GOAL OF THE EXERCISE: Gather every line from the entries below that contains the word "metal" and copy each one in full. Case counts when matching.

DATA IN THIS EXERCISE:
-------------------------

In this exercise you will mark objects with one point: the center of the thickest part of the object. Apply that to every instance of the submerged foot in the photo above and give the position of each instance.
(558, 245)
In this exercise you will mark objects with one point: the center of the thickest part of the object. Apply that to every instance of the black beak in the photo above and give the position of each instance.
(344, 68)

-------------------------

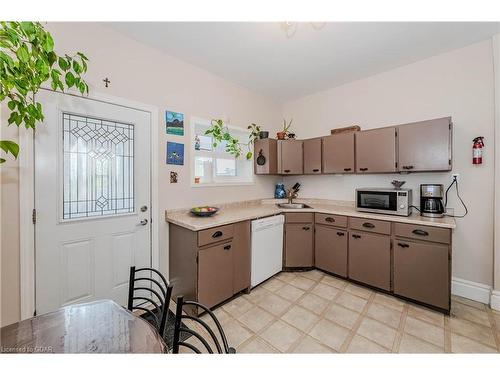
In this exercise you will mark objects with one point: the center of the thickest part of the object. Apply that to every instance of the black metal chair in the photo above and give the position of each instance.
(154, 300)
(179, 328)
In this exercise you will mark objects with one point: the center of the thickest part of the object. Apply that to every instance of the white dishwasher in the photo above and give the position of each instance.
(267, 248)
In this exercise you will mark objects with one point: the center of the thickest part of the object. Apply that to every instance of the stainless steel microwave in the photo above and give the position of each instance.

-------------------------

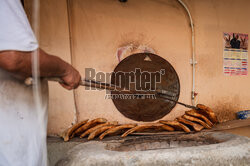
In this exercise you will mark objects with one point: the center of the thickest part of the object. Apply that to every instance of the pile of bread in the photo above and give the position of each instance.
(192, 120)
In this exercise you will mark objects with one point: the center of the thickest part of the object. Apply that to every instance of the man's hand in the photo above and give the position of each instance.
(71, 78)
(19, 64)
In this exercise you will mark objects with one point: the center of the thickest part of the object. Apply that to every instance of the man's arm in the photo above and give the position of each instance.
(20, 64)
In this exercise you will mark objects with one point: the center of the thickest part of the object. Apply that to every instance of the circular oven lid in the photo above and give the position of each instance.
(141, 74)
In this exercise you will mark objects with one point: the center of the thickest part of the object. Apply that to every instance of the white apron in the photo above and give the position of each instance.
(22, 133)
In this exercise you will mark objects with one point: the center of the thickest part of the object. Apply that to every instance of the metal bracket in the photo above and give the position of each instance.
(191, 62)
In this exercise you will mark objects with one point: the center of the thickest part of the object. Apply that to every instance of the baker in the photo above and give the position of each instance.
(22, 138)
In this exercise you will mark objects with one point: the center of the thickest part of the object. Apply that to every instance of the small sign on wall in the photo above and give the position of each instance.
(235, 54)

-------------------------

CORRECT ANSWER:
In this exercise you will mark objects with one point: the center of the thickest part of the object. Apply that to every instance of the black metal chair in the photo above and give the position of each instance.
In this exercise you will mark objects with one point: the center of the thickest part of the object. Apply that to every instance of the metal bracket in the photo above and give the position of each instance.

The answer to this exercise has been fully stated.